## Исходный текст
★ ★ ★

Деннис Смит установил местонахождение Джанет Робертс. Она жила в Нормане, в семи милях от Ады, с мужем Майком Робертсом. 12 октября Смит и детектив Майк Баскин поехали в Норман и без предупреждения явились к Джанет. Они попросили ее проследовать с ними в полицейский участок, чтобы ответить на несколько вопросов, что она нехотя и сделала.
Во время беседы Джанет подтвердила, что она, Майк, Томми Уорд и Карл Фонтено вместе со многими другими часто устраивали пикники на берегу Голубой реки, но категорически утверждала, что в тот вечер, когда исчезла эта Харауэй, их там не было. Она часто одалживала Томми Уорду свой пикап, но он никогда не уезжал на нем с пикника на берегу реки (или в каком-либо ином месте), и никогда она не видела его плачущим и расстроенным, а также не слышала, чтобы он болтал о каком-то изнасиловании и убийстве молодой женщины. Нет, сэр, такого никогда не было. Она совершенно в этом уверена.
Для детективов стало приятной неожиданностью, что Томми Уорд жил у Робертсов и работал вместе с Майком. Обоих нанял какой-то строительный подрядчик, и они проводили на работе все время, обычно с рассвета до заката. Смит и Баскин решили дождаться в Нормане, пока Уорд вернется с работы, и задать ему свои вопросы.

★ ★ ★

## Задание
Перепишите часть исходного текста: начните со слов «Во время беседы» и закончите словами «в этом уверена.». Слово «пикап» при этом замените на «автомобиль».

★ ★ ★

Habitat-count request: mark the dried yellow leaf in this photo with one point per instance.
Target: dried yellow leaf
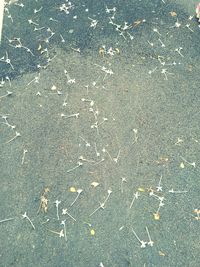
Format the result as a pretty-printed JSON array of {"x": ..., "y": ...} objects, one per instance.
[
  {"x": 72, "y": 189},
  {"x": 141, "y": 189},
  {"x": 94, "y": 184},
  {"x": 101, "y": 51},
  {"x": 156, "y": 216},
  {"x": 161, "y": 253}
]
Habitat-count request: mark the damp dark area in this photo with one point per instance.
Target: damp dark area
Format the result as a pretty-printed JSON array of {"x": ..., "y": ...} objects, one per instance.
[{"x": 99, "y": 133}]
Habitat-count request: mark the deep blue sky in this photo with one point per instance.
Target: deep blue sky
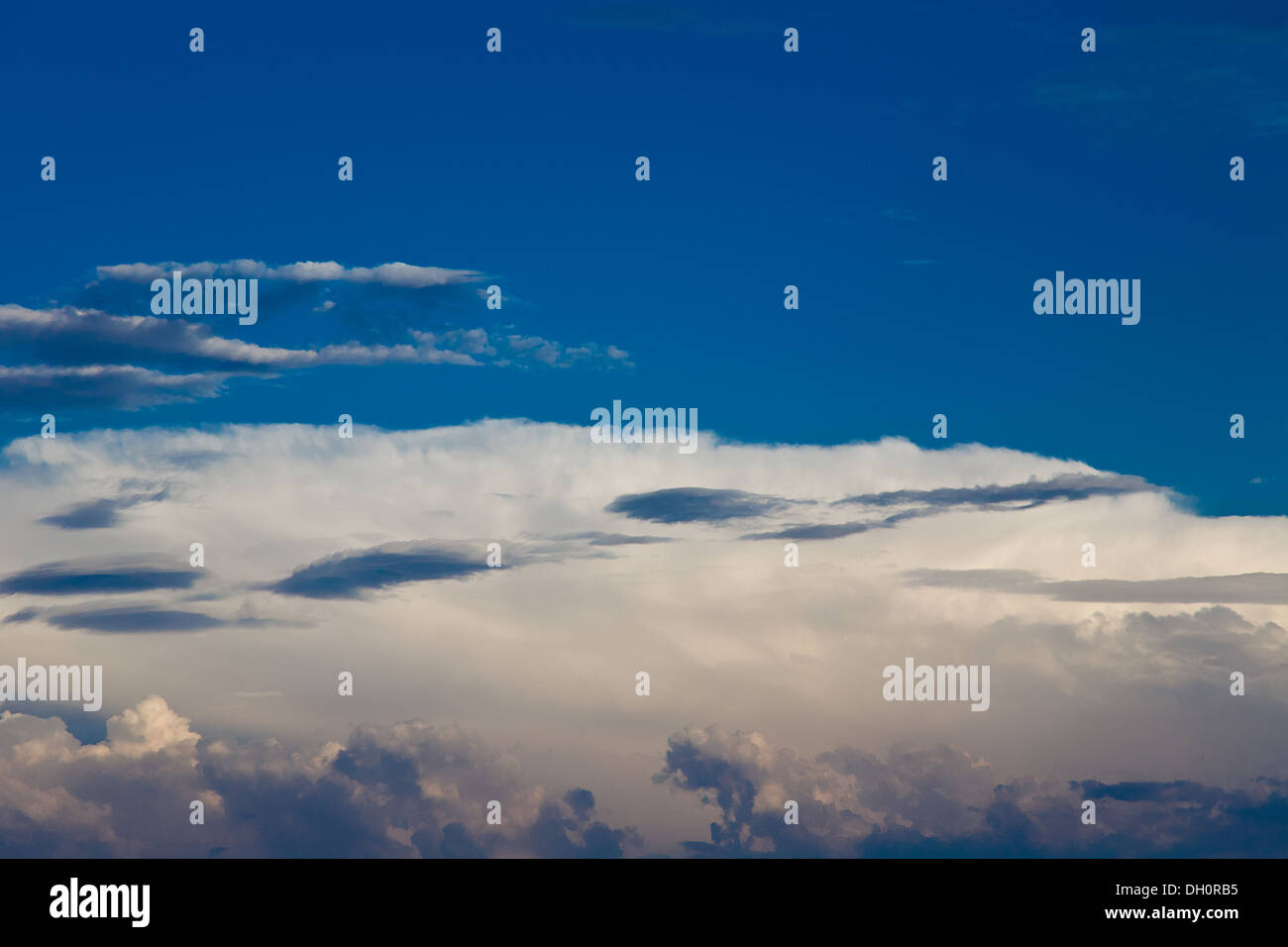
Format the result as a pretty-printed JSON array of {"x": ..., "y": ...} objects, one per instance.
[{"x": 767, "y": 169}]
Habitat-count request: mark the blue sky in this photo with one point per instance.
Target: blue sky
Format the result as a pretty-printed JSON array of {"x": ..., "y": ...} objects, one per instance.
[
  {"x": 767, "y": 169},
  {"x": 325, "y": 556}
]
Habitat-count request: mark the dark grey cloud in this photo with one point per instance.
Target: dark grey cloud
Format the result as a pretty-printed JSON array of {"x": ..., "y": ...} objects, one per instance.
[
  {"x": 948, "y": 804},
  {"x": 99, "y": 514},
  {"x": 1031, "y": 492},
  {"x": 696, "y": 505},
  {"x": 130, "y": 618},
  {"x": 612, "y": 539},
  {"x": 1248, "y": 587},
  {"x": 361, "y": 800},
  {"x": 353, "y": 573},
  {"x": 928, "y": 502},
  {"x": 97, "y": 575},
  {"x": 37, "y": 388},
  {"x": 831, "y": 531}
]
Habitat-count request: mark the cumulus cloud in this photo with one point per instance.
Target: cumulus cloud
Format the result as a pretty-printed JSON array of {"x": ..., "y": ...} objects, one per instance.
[
  {"x": 102, "y": 513},
  {"x": 375, "y": 545},
  {"x": 68, "y": 356},
  {"x": 943, "y": 801},
  {"x": 695, "y": 505},
  {"x": 403, "y": 789}
]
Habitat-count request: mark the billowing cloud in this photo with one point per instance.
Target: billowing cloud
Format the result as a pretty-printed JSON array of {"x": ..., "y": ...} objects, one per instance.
[
  {"x": 944, "y": 801},
  {"x": 326, "y": 554},
  {"x": 404, "y": 789}
]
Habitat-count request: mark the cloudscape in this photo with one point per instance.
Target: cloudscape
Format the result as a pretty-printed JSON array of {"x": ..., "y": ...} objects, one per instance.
[{"x": 666, "y": 433}]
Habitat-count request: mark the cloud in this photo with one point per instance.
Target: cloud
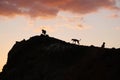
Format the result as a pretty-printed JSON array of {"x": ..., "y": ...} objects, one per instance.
[{"x": 50, "y": 8}]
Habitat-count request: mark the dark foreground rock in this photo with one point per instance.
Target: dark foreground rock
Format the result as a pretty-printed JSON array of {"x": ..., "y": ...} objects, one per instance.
[{"x": 47, "y": 58}]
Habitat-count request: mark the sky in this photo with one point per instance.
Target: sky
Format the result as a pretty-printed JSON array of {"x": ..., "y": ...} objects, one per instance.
[{"x": 92, "y": 21}]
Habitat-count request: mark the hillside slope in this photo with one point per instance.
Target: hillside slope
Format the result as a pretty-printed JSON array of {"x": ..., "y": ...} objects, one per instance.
[{"x": 47, "y": 58}]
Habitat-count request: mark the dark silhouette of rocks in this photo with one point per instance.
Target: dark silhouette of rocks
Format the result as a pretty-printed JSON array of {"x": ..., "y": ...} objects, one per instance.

★ ★ ★

## Правильный ответ
Во время беседы Джанет подтвердила, что она, Майк, Томми Уорд и Карл Фонтено вместе со многими другими часто устраивали пикники на берегу Голубой реки, но категорически утверждала, что в тот вечер, когда исчезла эта Харауэй, их там не было. Она часто одалживала Томми Уорду свой автомобиль, но он никогда не уезжал на нем с пикника на берегу реки (или в каком-либо ином месте), и никогда она не видела его плачущим и расстроенным, а также не слышала, чтобы он болтал о каком-то изнасиловании и убийстве молодой женщины. Нет, сэр, такого никогда не было. Она совершенно в этом уверена.